Give only the number of lines in the records below that contain the string "pixel".
** begin EXTRACTED DATA **
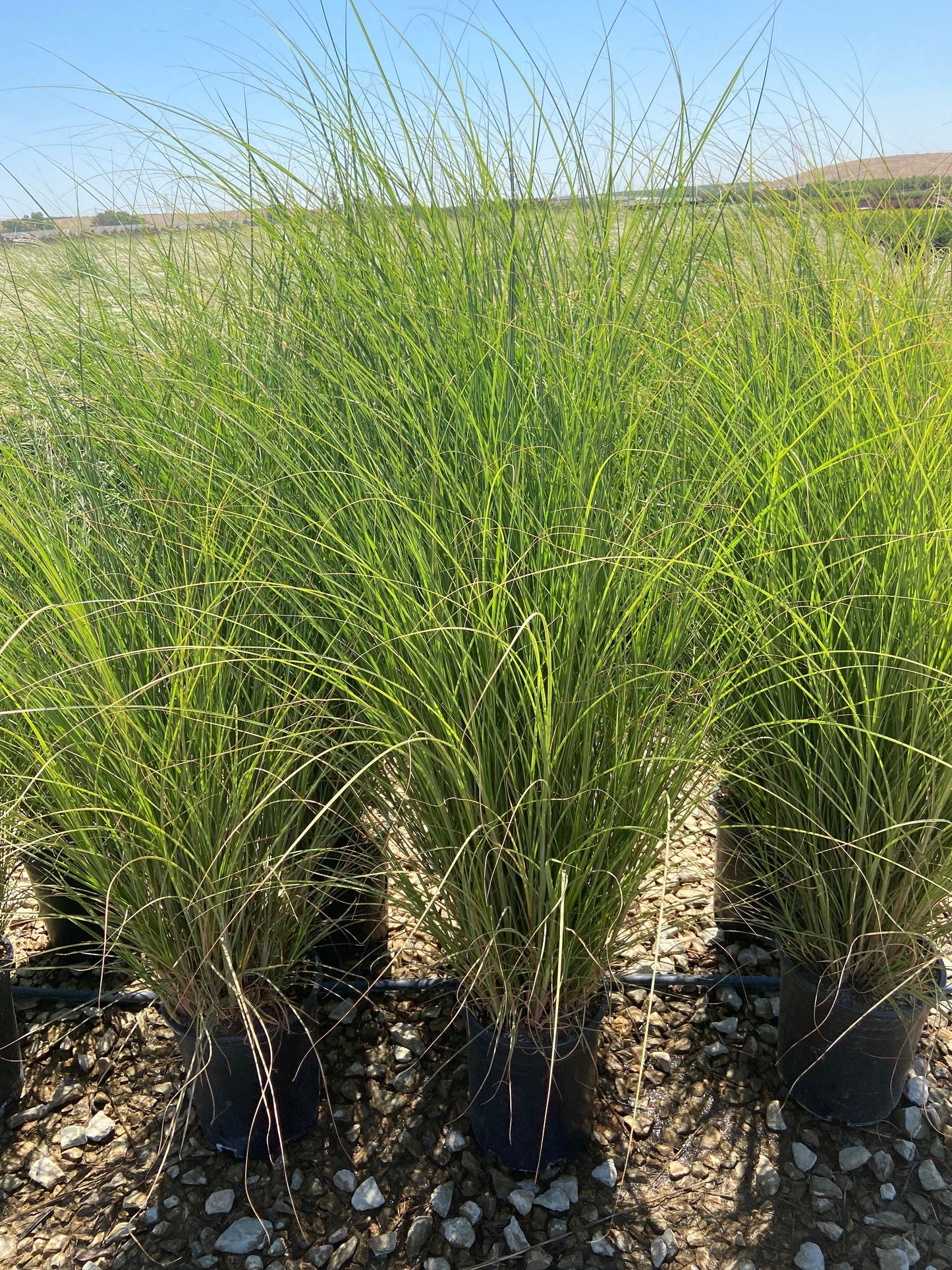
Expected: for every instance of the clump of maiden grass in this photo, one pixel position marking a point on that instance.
** end EXTRACTED DATA **
** begin EXTRACTED DATA **
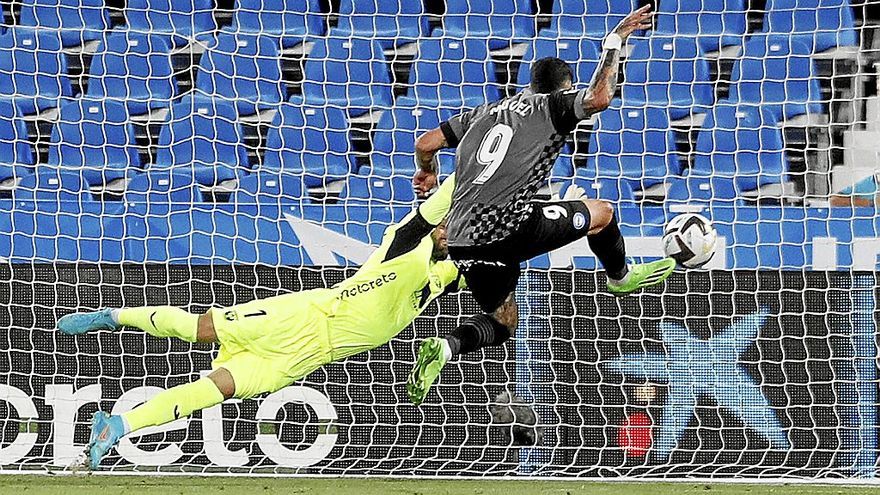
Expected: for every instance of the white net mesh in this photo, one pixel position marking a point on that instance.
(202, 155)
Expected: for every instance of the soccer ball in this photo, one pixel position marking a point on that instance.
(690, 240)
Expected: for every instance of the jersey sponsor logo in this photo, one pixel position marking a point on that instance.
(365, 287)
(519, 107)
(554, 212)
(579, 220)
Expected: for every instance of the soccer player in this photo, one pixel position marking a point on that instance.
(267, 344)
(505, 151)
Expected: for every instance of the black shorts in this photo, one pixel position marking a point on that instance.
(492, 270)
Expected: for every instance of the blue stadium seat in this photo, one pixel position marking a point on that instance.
** end EXTRACTED DATA **
EXERCISE RESPONSE: 7